> **SET PROBLEM**:
Can you recast the records from the line with "target: parked car" to the line with "[[[460,152],[439,152],[437,161],[466,161],[466,153]]]", both included, as a numbered list with blank lines left out?
=======
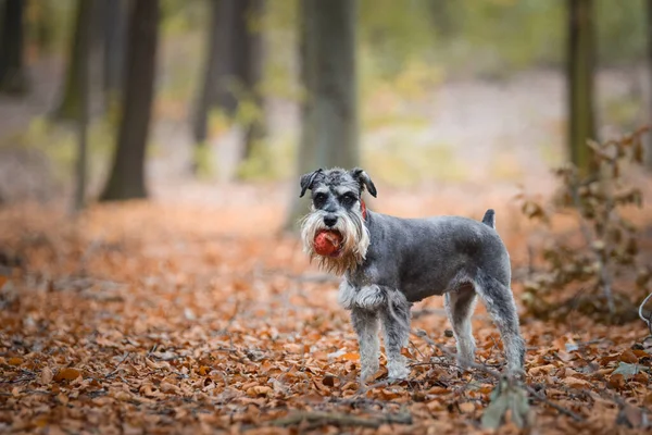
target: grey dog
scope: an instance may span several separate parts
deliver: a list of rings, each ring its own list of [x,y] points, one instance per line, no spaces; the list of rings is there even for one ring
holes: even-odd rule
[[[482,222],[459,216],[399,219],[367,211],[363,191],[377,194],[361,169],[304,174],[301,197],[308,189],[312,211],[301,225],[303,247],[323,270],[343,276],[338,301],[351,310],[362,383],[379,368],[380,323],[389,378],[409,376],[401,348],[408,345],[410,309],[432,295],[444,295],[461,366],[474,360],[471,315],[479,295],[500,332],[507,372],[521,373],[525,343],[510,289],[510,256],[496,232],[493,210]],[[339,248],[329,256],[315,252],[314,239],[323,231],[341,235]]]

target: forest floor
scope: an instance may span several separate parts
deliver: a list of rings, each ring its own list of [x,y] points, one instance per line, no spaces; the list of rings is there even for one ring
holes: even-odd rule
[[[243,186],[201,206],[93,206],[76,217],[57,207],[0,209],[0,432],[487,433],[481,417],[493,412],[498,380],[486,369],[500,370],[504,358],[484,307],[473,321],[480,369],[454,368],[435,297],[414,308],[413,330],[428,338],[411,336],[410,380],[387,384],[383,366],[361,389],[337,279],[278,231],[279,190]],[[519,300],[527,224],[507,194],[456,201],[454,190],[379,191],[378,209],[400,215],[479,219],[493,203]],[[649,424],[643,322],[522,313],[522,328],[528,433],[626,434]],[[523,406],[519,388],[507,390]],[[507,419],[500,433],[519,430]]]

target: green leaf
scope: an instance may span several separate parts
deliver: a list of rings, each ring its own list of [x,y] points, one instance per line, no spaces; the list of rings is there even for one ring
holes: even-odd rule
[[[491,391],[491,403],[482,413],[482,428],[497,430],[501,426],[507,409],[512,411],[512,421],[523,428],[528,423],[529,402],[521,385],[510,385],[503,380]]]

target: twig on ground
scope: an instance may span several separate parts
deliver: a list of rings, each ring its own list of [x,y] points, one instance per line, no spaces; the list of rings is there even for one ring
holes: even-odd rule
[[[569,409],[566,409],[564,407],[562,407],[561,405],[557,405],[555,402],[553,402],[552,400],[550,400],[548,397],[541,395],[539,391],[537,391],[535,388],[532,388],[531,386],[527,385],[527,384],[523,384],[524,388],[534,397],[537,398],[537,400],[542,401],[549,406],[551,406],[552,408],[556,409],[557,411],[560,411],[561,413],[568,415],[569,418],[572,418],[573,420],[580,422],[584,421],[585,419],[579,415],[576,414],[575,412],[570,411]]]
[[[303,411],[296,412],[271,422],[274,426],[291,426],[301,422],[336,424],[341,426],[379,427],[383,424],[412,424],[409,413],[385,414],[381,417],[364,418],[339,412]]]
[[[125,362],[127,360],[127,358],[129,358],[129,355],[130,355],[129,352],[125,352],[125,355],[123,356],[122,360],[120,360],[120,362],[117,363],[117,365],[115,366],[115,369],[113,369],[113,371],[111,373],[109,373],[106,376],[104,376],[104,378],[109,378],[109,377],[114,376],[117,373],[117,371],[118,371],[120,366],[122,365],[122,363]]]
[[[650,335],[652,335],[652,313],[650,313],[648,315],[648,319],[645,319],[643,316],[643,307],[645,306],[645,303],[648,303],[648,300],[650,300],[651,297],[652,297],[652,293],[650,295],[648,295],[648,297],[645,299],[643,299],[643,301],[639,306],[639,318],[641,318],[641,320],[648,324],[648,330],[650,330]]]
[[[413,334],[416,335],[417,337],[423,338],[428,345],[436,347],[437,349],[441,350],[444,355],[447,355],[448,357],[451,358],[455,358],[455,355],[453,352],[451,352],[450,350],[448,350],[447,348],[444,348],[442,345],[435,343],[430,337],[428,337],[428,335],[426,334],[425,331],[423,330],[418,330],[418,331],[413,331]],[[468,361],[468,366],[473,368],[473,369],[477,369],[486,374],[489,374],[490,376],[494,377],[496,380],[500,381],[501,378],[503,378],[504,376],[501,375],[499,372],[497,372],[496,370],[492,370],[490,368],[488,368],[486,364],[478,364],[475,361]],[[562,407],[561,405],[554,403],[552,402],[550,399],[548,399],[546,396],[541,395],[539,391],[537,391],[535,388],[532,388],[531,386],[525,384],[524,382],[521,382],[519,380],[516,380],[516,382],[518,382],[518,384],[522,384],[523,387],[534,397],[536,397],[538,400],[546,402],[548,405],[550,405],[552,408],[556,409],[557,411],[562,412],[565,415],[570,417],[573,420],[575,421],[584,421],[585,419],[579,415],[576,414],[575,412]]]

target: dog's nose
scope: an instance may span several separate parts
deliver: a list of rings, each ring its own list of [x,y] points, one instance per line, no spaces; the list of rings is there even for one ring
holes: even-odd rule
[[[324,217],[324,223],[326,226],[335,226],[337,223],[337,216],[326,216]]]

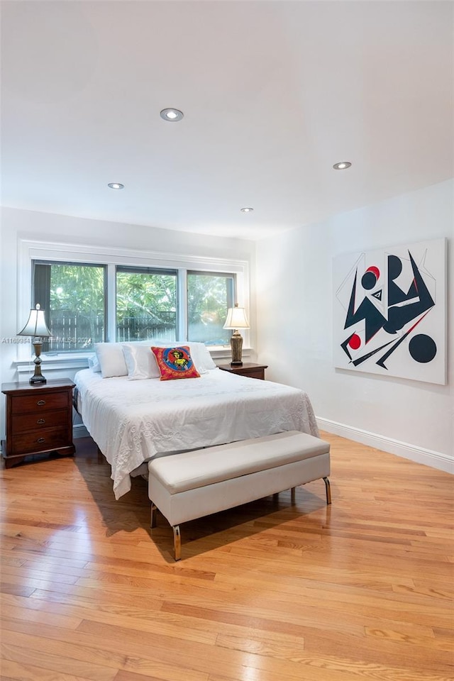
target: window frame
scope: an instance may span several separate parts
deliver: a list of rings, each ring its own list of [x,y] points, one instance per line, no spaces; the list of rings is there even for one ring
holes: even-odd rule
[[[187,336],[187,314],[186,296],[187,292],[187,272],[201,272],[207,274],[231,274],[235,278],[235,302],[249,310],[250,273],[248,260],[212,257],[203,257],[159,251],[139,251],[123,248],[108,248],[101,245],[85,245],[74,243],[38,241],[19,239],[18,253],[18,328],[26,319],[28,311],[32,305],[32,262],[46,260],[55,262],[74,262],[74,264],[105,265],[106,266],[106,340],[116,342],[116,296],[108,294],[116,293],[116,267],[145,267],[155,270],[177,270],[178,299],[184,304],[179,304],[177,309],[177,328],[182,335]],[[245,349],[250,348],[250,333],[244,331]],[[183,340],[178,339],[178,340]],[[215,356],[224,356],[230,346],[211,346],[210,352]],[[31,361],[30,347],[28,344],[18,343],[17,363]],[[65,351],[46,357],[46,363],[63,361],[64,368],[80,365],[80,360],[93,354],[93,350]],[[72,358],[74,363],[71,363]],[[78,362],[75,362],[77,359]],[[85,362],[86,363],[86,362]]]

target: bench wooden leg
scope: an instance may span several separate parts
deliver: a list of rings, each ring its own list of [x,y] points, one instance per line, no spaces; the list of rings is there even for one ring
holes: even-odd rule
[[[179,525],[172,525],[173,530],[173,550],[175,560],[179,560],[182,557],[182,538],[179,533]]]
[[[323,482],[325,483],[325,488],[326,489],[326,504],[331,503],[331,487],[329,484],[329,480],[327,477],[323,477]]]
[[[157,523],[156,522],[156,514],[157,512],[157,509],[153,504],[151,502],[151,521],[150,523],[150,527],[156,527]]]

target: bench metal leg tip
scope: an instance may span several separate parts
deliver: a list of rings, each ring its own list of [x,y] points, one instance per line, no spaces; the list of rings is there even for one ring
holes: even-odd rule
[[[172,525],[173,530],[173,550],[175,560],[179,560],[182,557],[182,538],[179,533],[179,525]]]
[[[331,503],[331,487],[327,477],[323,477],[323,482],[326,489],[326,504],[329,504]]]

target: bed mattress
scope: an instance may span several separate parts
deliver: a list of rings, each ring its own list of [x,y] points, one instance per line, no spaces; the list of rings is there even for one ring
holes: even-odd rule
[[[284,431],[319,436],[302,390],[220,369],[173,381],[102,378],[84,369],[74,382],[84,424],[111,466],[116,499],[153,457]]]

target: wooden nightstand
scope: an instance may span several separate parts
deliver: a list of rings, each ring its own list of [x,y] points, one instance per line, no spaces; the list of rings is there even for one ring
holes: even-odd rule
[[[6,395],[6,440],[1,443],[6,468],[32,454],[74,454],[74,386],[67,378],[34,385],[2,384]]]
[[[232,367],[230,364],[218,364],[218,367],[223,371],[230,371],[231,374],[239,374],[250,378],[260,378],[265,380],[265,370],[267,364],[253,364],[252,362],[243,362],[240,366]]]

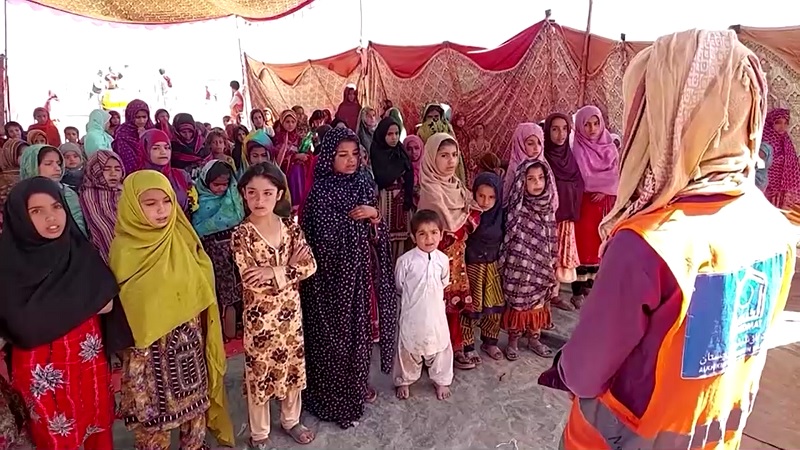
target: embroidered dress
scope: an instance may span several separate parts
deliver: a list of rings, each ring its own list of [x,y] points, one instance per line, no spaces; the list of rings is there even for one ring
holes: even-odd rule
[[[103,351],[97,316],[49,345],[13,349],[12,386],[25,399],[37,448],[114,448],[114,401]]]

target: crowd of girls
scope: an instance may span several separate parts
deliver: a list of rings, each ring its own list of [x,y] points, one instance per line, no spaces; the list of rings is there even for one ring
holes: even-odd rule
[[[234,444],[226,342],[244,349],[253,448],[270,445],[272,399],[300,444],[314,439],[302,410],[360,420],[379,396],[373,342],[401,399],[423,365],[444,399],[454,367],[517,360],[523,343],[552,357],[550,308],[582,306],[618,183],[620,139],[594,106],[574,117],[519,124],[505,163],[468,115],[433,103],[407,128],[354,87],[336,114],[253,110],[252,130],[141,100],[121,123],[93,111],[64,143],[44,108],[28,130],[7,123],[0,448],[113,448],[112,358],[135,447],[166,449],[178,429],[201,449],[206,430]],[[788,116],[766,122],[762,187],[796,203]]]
=======
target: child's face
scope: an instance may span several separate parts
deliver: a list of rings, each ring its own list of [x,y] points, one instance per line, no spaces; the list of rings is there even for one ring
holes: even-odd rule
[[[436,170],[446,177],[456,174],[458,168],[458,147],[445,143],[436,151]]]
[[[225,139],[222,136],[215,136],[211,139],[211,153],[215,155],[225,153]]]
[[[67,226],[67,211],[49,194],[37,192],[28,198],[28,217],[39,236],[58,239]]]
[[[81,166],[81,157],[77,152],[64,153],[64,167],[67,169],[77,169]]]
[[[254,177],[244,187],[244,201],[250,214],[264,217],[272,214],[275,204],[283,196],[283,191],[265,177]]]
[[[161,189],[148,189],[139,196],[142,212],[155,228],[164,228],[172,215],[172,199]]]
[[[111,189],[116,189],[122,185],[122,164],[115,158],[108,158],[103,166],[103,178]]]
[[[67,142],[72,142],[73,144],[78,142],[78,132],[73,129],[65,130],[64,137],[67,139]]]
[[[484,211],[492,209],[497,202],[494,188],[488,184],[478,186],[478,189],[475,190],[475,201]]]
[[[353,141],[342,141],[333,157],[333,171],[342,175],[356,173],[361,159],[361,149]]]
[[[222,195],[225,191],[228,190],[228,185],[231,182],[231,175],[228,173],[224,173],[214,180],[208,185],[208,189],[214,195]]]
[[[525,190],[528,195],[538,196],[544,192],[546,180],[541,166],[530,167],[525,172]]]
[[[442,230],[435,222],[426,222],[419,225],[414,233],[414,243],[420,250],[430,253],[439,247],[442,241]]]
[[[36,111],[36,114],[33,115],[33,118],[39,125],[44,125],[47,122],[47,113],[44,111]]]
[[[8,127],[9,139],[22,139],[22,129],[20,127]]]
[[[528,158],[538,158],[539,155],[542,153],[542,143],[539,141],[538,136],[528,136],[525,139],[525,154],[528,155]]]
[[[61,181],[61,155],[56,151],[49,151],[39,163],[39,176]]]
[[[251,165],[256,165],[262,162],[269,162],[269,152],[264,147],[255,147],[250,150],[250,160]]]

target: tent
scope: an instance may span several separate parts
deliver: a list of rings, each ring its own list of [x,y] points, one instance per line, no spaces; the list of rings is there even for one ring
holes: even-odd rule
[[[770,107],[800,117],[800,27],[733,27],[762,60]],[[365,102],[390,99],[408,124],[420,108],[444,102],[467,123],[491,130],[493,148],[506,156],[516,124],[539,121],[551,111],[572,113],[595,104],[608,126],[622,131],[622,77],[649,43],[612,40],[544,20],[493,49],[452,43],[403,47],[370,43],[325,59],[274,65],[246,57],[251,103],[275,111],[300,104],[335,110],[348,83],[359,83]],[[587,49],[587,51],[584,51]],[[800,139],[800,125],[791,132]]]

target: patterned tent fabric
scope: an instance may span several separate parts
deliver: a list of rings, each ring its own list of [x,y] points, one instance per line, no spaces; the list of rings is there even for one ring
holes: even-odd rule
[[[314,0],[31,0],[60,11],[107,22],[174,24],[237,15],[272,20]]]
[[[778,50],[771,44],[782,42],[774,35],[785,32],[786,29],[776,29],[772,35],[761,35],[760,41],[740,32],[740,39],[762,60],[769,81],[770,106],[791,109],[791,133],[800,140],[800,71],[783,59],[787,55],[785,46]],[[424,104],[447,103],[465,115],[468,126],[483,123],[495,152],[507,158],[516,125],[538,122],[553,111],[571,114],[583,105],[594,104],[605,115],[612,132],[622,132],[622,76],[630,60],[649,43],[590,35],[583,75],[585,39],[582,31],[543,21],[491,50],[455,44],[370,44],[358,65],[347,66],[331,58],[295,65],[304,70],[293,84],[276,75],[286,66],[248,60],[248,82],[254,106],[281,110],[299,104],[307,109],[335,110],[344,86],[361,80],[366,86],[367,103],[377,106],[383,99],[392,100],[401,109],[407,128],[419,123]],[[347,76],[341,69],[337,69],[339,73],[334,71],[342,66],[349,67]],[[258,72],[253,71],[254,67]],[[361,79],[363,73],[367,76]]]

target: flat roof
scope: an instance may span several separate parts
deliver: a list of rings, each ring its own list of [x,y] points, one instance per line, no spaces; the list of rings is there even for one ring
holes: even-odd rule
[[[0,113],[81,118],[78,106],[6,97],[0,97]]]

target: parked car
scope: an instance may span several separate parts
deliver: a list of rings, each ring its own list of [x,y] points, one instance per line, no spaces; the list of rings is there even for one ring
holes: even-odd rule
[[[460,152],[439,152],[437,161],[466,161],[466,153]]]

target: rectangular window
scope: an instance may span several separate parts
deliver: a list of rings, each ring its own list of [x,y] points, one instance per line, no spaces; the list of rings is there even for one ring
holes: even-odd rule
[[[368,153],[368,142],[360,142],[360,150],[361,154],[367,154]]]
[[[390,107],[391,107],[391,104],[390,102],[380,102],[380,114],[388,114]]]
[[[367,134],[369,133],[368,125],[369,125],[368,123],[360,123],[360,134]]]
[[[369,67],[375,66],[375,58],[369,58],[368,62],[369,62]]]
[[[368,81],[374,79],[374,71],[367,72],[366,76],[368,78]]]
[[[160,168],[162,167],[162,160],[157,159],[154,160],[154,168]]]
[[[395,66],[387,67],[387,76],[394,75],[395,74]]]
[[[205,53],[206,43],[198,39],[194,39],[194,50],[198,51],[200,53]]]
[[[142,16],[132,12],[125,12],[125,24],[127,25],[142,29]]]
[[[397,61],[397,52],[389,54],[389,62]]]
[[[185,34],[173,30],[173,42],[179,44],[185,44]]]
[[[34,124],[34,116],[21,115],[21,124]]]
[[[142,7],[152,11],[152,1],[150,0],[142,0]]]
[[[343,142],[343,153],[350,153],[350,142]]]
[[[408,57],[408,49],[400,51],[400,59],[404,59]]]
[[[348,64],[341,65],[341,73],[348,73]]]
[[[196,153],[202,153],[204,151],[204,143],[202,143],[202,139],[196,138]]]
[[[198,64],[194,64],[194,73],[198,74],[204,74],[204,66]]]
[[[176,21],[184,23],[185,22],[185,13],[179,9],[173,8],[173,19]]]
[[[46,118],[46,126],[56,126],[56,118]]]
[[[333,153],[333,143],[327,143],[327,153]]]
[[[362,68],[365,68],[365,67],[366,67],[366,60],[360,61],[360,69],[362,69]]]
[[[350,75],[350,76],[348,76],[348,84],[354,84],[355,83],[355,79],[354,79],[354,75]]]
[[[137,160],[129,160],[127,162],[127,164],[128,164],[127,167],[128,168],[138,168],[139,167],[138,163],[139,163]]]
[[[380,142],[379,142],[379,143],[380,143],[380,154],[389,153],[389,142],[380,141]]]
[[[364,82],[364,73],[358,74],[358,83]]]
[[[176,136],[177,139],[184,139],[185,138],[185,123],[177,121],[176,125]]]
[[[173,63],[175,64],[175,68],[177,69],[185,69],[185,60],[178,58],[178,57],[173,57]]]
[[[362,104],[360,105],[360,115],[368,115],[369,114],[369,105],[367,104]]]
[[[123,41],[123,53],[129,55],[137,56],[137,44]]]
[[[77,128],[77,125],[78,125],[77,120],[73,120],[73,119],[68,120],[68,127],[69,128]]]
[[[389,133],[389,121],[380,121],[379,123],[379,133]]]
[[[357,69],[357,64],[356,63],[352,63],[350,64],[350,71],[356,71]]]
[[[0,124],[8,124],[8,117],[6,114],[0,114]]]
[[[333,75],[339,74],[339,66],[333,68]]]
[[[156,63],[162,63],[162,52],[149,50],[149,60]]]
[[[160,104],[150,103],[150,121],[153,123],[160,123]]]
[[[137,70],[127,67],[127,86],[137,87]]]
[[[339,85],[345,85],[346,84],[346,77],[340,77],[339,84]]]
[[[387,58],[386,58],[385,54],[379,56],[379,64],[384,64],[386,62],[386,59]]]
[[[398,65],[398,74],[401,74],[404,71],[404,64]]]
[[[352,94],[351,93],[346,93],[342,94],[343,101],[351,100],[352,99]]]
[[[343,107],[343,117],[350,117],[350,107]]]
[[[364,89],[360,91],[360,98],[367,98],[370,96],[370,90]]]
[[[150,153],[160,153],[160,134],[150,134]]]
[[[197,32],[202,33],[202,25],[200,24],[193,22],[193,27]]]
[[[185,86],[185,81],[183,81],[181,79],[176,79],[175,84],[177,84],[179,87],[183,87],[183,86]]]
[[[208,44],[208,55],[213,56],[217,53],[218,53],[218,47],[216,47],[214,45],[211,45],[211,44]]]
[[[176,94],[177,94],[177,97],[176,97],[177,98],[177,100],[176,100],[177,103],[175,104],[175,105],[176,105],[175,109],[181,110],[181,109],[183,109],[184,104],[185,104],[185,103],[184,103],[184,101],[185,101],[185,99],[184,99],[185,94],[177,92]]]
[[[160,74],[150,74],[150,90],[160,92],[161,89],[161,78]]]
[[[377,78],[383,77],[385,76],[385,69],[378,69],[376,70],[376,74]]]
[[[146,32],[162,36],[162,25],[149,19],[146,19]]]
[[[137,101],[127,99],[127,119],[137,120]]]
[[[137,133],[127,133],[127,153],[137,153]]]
=======
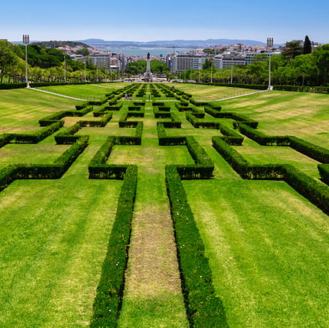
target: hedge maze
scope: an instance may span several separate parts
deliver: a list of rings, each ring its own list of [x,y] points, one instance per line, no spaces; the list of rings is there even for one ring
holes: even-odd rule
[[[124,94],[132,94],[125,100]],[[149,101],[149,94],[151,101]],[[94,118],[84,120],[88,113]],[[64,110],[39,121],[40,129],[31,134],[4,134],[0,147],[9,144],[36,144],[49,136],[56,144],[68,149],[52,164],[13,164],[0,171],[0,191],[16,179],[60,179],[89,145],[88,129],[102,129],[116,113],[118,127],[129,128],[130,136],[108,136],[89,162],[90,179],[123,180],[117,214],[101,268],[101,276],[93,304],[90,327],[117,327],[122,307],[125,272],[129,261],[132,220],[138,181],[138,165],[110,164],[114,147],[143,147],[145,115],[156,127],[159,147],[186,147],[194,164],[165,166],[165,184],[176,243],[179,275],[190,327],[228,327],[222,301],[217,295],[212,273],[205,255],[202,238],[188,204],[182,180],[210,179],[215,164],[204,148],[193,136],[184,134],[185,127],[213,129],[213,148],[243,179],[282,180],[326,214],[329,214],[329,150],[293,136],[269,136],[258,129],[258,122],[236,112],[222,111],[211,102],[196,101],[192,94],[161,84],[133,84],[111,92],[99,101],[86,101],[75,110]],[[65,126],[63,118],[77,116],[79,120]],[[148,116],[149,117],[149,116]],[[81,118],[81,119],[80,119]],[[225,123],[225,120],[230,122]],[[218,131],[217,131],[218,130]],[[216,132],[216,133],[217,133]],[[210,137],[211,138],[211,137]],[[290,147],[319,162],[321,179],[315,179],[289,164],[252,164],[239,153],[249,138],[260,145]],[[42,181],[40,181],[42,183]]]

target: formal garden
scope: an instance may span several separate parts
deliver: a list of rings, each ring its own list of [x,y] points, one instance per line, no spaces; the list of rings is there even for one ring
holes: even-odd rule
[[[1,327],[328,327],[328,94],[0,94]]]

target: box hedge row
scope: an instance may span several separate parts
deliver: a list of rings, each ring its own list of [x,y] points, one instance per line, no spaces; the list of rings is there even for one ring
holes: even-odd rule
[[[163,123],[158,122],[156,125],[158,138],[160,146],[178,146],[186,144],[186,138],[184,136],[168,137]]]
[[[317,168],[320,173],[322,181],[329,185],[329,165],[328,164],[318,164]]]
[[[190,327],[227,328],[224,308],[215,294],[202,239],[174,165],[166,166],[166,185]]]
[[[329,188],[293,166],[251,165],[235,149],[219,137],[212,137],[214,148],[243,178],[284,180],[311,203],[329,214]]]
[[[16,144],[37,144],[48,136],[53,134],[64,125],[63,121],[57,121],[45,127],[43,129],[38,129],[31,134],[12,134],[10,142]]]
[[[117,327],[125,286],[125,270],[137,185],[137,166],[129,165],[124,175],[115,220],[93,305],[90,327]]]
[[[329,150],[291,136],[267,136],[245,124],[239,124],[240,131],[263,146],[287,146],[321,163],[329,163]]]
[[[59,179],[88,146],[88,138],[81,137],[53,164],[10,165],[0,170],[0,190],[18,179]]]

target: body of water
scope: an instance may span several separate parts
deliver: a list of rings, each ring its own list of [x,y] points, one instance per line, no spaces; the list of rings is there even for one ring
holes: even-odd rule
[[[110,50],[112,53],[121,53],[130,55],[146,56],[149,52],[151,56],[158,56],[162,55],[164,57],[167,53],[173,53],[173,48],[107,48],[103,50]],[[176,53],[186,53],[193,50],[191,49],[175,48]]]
=======
> **CORRECT RESULT**:
1. target: parked car
2. scope: an instance may span several separate parts
3. deliver: a list of rings, each ring its own list of [x,y] points, one instance per line, no spaces; the list of rings is there even for one ring
4. holes: even-odd rule
5. [[[460,152],[439,152],[437,161],[466,161],[466,153]]]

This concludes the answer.